**Task details:** In the entries below, return only the line containing "at the illuminated" and those after it, exactly, through the last line.

**Given records:**
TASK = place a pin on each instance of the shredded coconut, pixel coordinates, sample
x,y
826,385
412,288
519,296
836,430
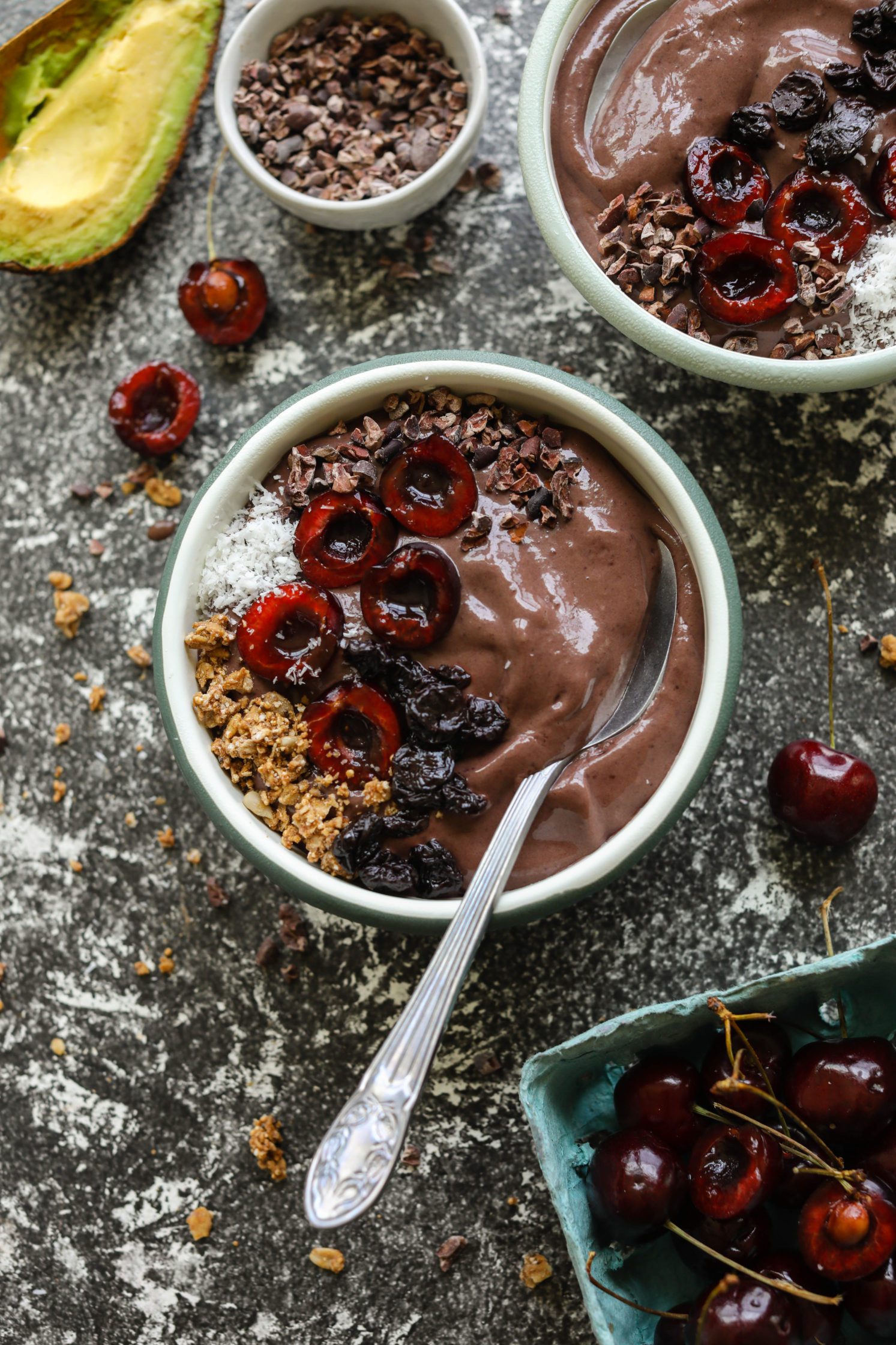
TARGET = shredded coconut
x,y
874,279
251,557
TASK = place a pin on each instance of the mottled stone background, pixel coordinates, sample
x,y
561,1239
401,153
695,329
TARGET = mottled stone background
x,y
106,1149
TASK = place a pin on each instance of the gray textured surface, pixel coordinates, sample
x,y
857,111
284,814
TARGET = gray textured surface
x,y
106,1150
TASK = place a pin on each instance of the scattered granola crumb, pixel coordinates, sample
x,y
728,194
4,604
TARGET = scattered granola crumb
x,y
537,1269
449,1251
265,1142
139,656
163,492
199,1223
328,1258
70,608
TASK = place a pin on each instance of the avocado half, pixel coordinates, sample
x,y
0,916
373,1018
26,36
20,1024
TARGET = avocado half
x,y
96,104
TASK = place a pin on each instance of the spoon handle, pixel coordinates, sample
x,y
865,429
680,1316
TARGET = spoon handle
x,y
359,1152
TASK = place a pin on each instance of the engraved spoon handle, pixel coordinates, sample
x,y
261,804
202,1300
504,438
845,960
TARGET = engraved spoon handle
x,y
359,1152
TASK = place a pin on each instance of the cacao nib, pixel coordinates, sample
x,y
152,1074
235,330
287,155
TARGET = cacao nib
x,y
359,841
437,871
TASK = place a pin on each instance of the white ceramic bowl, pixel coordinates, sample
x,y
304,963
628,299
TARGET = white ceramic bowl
x,y
554,34
442,19
350,393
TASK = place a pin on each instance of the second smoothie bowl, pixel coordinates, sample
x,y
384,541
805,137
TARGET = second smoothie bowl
x,y
412,585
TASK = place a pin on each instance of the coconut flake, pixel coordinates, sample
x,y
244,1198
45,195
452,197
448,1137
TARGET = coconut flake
x,y
251,557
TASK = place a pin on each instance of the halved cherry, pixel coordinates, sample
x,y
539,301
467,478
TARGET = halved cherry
x,y
155,408
430,488
724,181
353,733
223,300
883,182
339,537
824,209
413,597
290,634
745,279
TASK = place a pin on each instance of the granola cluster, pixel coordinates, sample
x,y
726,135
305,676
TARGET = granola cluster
x,y
351,107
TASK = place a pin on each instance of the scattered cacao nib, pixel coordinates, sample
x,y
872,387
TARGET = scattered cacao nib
x,y
753,125
215,893
487,1064
840,133
359,841
292,928
799,100
437,871
268,953
390,873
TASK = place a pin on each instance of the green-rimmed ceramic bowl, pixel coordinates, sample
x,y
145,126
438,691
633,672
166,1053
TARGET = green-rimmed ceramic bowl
x,y
537,389
554,34
567,1094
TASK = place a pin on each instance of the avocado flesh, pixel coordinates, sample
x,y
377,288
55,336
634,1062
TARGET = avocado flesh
x,y
94,151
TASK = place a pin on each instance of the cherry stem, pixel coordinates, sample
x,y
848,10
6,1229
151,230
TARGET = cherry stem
x,y
209,204
785,1286
824,910
820,572
630,1302
739,1086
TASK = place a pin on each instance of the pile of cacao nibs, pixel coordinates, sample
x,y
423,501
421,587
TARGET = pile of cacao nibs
x,y
351,107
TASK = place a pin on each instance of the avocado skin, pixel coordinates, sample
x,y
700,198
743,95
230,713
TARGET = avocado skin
x,y
42,57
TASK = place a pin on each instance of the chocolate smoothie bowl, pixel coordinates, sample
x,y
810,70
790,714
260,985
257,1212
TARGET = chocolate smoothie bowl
x,y
407,590
733,181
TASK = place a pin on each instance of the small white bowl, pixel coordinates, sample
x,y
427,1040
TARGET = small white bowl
x,y
352,391
554,34
441,19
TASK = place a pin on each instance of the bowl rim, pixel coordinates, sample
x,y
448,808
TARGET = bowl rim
x,y
551,38
630,440
363,211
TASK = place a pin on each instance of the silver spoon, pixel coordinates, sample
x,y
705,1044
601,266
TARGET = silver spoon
x,y
620,49
359,1152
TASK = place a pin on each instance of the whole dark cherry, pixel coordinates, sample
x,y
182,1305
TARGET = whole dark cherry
x,y
824,795
724,181
743,1239
634,1184
413,597
290,634
771,1045
223,300
872,1301
660,1094
824,209
819,1323
341,536
430,488
743,279
733,1170
353,733
883,182
743,1312
846,1090
155,408
847,1235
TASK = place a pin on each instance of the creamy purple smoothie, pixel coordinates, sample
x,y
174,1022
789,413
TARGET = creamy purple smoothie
x,y
696,64
551,627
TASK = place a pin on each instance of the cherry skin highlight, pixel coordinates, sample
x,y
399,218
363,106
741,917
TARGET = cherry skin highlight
x,y
823,795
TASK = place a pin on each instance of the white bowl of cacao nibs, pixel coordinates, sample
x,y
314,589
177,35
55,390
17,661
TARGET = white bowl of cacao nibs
x,y
475,397
350,118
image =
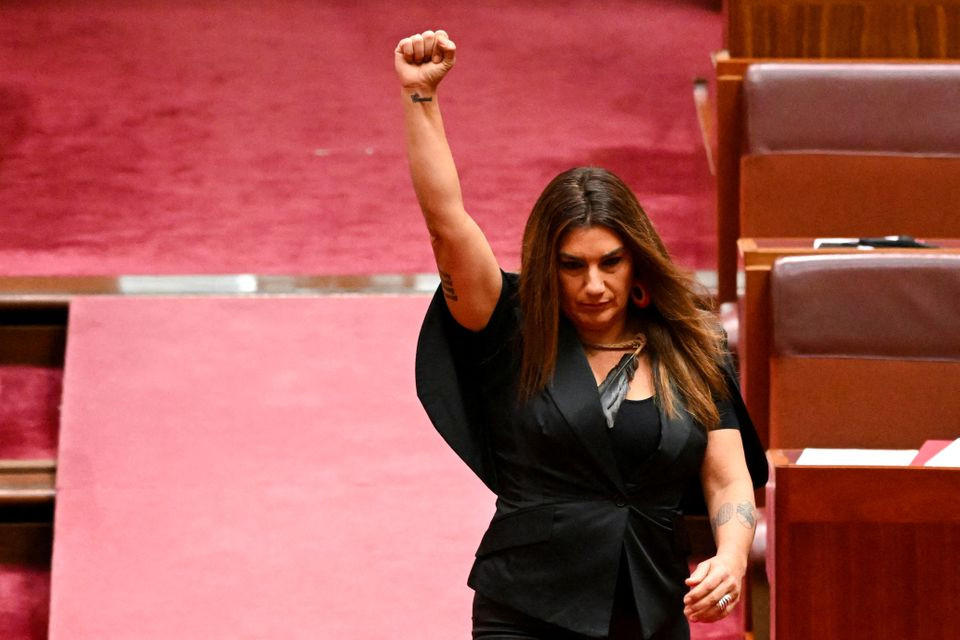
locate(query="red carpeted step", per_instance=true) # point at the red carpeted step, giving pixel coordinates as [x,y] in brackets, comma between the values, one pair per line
[29,411]
[254,468]
[24,602]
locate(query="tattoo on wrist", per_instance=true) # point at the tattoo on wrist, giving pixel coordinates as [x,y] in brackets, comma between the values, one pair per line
[745,512]
[446,283]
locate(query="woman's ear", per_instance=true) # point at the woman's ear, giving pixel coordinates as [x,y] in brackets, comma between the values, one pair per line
[640,295]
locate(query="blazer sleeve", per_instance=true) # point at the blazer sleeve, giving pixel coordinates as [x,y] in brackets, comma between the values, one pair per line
[693,501]
[451,364]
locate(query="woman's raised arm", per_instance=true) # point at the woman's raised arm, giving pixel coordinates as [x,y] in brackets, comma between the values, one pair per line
[468,269]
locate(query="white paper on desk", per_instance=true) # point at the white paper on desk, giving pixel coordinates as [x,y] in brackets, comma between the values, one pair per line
[858,457]
[949,456]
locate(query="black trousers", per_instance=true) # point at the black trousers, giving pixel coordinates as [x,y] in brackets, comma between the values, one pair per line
[495,621]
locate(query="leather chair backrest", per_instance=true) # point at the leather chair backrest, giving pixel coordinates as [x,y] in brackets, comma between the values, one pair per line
[856,149]
[866,350]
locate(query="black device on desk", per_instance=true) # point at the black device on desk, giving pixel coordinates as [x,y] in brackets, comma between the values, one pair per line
[883,242]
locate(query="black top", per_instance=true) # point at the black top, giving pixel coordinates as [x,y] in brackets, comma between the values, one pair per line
[564,515]
[636,432]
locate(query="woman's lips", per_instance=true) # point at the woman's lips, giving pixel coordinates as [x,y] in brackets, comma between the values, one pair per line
[593,306]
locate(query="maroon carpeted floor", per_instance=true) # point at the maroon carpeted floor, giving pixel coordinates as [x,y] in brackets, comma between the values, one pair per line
[222,475]
[236,468]
[264,135]
[29,411]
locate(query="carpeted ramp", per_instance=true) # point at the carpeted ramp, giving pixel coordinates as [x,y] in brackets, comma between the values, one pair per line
[258,468]
[241,468]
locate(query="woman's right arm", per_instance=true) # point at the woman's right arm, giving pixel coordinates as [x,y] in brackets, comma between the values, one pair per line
[469,272]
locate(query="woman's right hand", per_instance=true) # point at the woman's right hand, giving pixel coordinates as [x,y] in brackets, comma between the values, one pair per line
[423,59]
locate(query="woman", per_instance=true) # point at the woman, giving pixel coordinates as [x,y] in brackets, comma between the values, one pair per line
[587,393]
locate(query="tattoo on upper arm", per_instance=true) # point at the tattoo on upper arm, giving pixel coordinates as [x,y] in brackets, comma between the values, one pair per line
[446,282]
[745,511]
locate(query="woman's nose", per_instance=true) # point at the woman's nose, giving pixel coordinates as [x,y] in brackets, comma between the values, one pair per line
[594,284]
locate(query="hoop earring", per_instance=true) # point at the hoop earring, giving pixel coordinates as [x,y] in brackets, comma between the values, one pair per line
[640,296]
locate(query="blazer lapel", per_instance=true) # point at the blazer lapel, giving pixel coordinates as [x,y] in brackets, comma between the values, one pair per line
[674,435]
[574,391]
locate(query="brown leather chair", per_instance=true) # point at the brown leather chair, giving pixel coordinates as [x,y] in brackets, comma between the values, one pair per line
[839,148]
[866,350]
[851,149]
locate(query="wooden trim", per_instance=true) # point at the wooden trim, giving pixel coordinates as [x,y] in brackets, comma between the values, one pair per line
[27,482]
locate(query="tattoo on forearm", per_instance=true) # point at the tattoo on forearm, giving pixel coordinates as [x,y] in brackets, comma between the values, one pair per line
[747,515]
[446,282]
[724,513]
[745,511]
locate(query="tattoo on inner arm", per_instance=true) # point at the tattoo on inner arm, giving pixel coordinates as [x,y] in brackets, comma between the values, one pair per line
[724,513]
[745,511]
[747,515]
[446,282]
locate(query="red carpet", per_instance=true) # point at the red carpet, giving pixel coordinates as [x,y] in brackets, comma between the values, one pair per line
[237,468]
[29,412]
[257,468]
[24,602]
[264,136]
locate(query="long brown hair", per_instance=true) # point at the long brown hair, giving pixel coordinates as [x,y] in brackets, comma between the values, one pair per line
[683,335]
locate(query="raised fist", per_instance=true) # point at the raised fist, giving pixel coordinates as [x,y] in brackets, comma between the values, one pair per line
[423,59]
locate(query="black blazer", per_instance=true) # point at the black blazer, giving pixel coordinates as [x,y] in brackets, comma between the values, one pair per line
[564,514]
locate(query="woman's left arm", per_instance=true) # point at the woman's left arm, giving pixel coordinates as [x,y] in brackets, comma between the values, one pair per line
[733,517]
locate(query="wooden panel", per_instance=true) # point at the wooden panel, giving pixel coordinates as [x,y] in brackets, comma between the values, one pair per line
[845,402]
[804,194]
[921,29]
[24,482]
[730,134]
[865,552]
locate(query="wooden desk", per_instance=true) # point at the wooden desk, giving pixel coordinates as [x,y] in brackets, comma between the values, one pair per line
[731,128]
[862,552]
[758,256]
[843,28]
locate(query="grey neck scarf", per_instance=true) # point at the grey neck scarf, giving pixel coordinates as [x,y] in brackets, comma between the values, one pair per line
[614,387]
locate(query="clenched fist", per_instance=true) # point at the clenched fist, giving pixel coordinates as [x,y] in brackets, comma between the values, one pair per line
[423,59]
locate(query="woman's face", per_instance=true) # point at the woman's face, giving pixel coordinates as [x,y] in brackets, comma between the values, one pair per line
[596,275]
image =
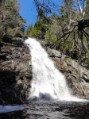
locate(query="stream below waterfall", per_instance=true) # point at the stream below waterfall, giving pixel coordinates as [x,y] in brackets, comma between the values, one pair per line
[49,96]
[46,110]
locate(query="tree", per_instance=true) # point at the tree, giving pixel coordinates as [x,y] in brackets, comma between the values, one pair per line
[11,23]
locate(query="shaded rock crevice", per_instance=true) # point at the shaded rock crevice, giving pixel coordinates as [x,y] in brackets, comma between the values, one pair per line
[15,72]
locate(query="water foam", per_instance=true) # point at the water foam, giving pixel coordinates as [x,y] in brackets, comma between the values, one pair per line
[47,82]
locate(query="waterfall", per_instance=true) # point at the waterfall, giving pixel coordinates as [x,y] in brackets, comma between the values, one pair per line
[47,82]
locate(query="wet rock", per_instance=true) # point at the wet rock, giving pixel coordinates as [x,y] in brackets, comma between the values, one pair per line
[15,73]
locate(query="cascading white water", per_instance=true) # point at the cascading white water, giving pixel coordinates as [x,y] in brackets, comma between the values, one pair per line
[47,81]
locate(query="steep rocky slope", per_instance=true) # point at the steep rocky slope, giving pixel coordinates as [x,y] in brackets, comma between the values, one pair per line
[76,75]
[15,72]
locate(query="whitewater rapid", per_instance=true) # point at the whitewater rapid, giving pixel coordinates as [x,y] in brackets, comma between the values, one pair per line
[47,81]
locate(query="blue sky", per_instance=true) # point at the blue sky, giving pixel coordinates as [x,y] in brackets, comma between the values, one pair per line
[28,10]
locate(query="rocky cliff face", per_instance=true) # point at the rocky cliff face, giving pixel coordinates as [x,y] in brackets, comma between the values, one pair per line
[15,72]
[76,75]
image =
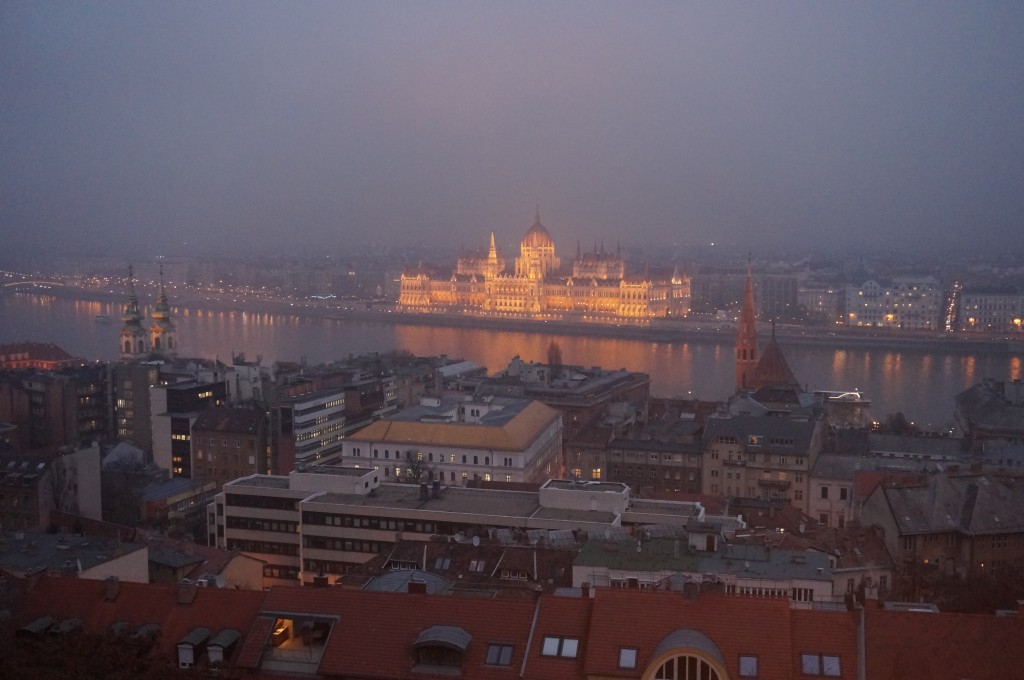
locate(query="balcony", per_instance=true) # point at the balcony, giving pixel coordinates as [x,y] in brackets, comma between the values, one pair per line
[774,483]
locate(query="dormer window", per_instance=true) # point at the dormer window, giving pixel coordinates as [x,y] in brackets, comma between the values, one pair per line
[499,654]
[822,665]
[441,647]
[559,646]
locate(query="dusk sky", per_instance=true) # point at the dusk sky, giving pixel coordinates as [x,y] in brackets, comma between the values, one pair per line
[176,127]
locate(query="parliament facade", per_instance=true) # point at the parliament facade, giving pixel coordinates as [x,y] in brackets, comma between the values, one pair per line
[595,287]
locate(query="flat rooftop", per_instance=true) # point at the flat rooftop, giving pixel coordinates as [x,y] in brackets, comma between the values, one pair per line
[260,480]
[454,500]
[30,551]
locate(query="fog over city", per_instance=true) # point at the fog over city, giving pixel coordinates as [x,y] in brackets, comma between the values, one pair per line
[185,127]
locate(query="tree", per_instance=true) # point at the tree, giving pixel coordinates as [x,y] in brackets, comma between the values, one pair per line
[554,358]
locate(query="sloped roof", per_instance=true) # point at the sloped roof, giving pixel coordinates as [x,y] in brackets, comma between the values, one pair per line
[368,618]
[971,504]
[142,603]
[772,369]
[737,626]
[741,426]
[992,407]
[222,419]
[908,644]
[515,434]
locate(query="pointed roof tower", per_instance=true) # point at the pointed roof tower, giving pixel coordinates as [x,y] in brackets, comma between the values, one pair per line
[772,369]
[132,336]
[747,337]
[162,332]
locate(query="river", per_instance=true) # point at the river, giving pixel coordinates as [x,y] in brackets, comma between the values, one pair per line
[922,383]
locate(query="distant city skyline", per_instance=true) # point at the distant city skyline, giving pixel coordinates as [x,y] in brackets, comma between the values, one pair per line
[176,128]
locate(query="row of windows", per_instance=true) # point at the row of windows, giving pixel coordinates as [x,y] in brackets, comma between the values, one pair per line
[347,545]
[441,458]
[265,547]
[281,571]
[327,566]
[266,502]
[381,523]
[258,524]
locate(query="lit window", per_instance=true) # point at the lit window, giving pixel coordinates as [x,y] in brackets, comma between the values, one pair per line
[821,665]
[556,646]
[810,664]
[499,654]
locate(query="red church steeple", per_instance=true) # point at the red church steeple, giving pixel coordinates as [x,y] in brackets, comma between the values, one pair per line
[747,337]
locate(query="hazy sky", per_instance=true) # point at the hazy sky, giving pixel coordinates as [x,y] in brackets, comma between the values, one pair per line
[152,125]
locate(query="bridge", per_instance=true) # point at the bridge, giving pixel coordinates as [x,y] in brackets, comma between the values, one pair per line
[34,283]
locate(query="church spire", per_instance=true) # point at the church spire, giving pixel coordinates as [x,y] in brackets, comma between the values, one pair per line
[162,332]
[747,336]
[132,336]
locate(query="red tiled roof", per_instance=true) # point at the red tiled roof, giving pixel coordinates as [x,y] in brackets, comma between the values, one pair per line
[252,650]
[367,619]
[141,603]
[560,617]
[736,626]
[34,353]
[910,644]
[824,633]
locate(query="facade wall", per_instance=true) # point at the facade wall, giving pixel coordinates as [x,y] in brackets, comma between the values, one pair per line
[458,465]
[999,312]
[133,566]
[906,303]
[830,502]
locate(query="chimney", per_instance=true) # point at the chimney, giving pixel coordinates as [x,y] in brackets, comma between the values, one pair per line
[186,591]
[111,589]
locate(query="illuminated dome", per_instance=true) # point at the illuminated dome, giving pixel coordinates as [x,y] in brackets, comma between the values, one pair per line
[538,236]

**Solution for this problem:**
locate(query="illuminated dome", per_instance=true) # point at the illuminated dome, giving pixel coordinates as [x,y] in brackets, comma between the values, one pair per line
[538,236]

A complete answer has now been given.